Requirements:
Rewrite the lines of the listing as a JSON list of strings, one string per line and no blank lines. Include only the span from the line containing "Please point out the bus front" through the final line of the listing, with both ends included.

[Position annotation listing]
⁂
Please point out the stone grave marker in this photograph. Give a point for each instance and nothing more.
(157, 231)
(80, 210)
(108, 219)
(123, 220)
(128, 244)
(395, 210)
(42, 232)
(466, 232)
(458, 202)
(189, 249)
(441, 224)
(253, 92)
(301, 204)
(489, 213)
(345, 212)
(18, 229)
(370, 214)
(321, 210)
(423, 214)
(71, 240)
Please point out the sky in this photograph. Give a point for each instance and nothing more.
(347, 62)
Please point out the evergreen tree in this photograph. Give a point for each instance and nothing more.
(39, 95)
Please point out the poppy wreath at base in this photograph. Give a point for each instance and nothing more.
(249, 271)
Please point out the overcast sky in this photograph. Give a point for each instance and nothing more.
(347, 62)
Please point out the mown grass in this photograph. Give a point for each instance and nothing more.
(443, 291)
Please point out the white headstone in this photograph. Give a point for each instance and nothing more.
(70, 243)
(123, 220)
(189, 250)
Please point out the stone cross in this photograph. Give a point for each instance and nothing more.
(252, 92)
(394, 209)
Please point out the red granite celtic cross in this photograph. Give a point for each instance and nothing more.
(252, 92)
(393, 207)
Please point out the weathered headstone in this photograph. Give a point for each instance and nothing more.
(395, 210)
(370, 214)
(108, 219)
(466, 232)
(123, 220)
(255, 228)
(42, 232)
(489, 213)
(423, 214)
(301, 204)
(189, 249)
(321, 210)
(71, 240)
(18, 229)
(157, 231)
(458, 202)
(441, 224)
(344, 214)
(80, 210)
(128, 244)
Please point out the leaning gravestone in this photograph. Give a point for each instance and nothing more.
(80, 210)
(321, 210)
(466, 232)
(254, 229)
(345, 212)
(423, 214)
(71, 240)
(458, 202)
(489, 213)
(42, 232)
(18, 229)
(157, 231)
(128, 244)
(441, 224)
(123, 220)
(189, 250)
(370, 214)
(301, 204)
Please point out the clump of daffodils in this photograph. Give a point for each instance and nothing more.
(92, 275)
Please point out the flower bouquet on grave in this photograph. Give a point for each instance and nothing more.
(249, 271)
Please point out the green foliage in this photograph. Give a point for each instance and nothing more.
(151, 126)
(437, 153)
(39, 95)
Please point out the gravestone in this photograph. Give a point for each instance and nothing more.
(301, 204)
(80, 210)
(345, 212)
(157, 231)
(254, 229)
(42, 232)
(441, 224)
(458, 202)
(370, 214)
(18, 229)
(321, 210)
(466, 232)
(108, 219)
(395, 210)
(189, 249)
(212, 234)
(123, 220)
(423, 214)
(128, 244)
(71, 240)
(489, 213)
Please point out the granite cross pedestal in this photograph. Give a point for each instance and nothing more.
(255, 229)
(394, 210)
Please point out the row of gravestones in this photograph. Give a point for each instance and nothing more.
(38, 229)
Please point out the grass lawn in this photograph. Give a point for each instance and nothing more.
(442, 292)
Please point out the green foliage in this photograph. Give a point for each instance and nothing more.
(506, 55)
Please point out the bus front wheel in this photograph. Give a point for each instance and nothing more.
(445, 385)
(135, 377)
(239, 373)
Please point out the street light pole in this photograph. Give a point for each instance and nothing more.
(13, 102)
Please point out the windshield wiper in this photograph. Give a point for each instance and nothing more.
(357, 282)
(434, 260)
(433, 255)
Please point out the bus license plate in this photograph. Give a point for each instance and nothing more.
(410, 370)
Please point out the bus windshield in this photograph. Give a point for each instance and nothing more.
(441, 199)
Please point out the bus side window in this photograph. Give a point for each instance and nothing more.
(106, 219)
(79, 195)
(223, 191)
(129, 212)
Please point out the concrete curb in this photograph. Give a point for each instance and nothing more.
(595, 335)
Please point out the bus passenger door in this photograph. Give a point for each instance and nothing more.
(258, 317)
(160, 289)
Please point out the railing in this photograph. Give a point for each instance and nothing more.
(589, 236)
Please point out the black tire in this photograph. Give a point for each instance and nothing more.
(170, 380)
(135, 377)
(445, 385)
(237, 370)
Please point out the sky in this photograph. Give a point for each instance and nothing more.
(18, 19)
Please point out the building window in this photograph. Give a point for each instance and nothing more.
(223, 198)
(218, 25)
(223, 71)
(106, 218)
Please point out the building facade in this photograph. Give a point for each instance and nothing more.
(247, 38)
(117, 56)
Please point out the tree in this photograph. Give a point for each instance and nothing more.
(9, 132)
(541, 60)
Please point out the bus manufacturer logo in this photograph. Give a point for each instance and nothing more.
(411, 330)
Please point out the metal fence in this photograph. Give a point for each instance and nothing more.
⁂
Exercise output:
[
  "Please point out the bus front wheel in this photograph. Give a point for each instance and nothing more.",
  "(445, 385)",
  "(135, 377)",
  "(239, 373)",
  "Please point out the street light pole in this photograph. Give a point for each instance and nothing more.",
  "(13, 102)",
  "Please point out the windshield wiper in this photograph. Give a point for each instance and nothing more.",
  "(357, 282)",
  "(434, 260)",
  "(433, 255)",
  "Please point out the bus license plate in this photograph. Give a point for each instance and nothing more.",
  "(410, 370)",
  "Please point out the bus windshield in this photograph. Give a point for each instance and nothing more.",
  "(441, 199)",
  "Please point out the bus side window in this photograph. Give a point for each instance and nothing more.",
  "(106, 219)",
  "(79, 195)",
  "(223, 191)",
  "(129, 212)",
  "Please point out the concrete curb in this photograph. Give a point for each instance and nothing more.",
  "(595, 335)",
  "Please point out the bus passenger door in this photograph. Give a point for each instance and nothing more.",
  "(258, 317)",
  "(160, 289)",
  "Please point out the railing in this photograph. Give a point for each instance and nothing more.",
  "(589, 236)",
  "Please point out the black tire in this photograph. Give a point for each instance and nothing more.",
  "(170, 380)",
  "(135, 377)",
  "(445, 385)",
  "(237, 370)",
  "Please point out the sky in this photograph. Give a point for each instance and nothing more.",
  "(18, 19)",
  "Please point out the building window in this photograph. Give a point for each instance and nothing more.",
  "(223, 198)",
  "(218, 25)",
  "(223, 71)",
  "(106, 218)",
  "Please point out the building facade in this photograph. Give a point for each instance and nothing more.",
  "(247, 38)",
  "(117, 56)",
  "Please point out the tree in this photograph. Give a point for each instance and nothing more.",
  "(9, 132)",
  "(541, 60)",
  "Please point out the bus manufacturer logo in this photograph. Give a point for each instance and nothing more.",
  "(411, 330)",
  "Please point out the metal fence in this photograph. Give a point for each instance and nothing more."
]